Problem details:
Can you carry on the news page below about the AGFS fee proposal and the CPS disclosure review, starting right after its last sentence?

News
AGFS Proposal Details
The CBA membership is voting on whether to accept the Government's proposed amendments to the AGFS. The offer is an increase of £15m – equivalent to a c.6.6% increase.
The MoJ has agreed to consider the proposals below but ultimately, they will be subject to all the usual public safeguards for making legislation and the results of a consultation to be undertaken by the MoJ.
CPS Sexual Offences Disclosure Review
The Crown Prosecution Service (CPS) has today (5 June) published the outcome of its review of rape and serious sexual offences (RASSO) cases. In January the CPS announced its senior prosecutors were assessing all cases in England and Wales in which someone had been charged with rape or serious sexual assault. More than 3,600 cases were looked at to ensure that disclosure was being managed effectively.
47 prosecutions for rape or serious sexual offences which were stopped in that period were found to have issues with the disclosure of unused material. Common themes identified included communications evidence such as texts, emails and social media being examined too late in the process, the failure to identify and obtain material such as medical or social services records and the emergence of new evidence after charge.

Excerpted data:
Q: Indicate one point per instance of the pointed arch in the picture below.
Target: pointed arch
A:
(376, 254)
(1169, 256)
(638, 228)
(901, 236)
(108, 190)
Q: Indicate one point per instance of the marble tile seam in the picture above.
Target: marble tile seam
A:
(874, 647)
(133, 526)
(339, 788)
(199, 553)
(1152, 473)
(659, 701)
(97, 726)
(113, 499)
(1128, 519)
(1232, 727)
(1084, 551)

Answer space:
New Sentencing Guidelines for Breach Offences
The Sentencing Council has published a definitive guideline on breach offences, which will come into effect on 1 October 2018.
This covers the following offences:
- Breach of a community order
- Breach of a suspended sentence order
- Breach of post-sentence supervision
- Failure to surrender to bail
- Breach of a protective order (Restraining and non-molestation orders)
- Breach of a criminal behaviour order (also applicable to breach of an anti-social behaviour order)
- Breach of of a sexual harm prevention order (also applicable to breach of a sexual offences prevention order and to breach of a foreign travel order)
- Fail to comply with notification requirements
- Breach of disqualification from acting as a director
- Breach of disqualification from keeping an animal
Drink-Awareness Courses
First-time offenders involved in minor scraps while drunk will be offered behavioural courses instead of standing trial under a new police scheme.
The courses are billed as similar to speed-awareness sessions offered to drivers stopped for traffic offences.
Officers will have discretionary powers to offer the course to first-time offenders arrested for offences such as being drunk and disorderly in public. Those who attend will pay £46.50 but avoid conviction and a potential fine or prison sentence, and the incident will not show on criminal-record checks for employment or appointments.
Drug Sentencing Assessment
The Sentencing Council has published its assessments of the impact of its drug offences guideline on sentencing trends, under its statutory duty to monitor the operation and effect of its sentencing guidelines and to draw conclusions from this information.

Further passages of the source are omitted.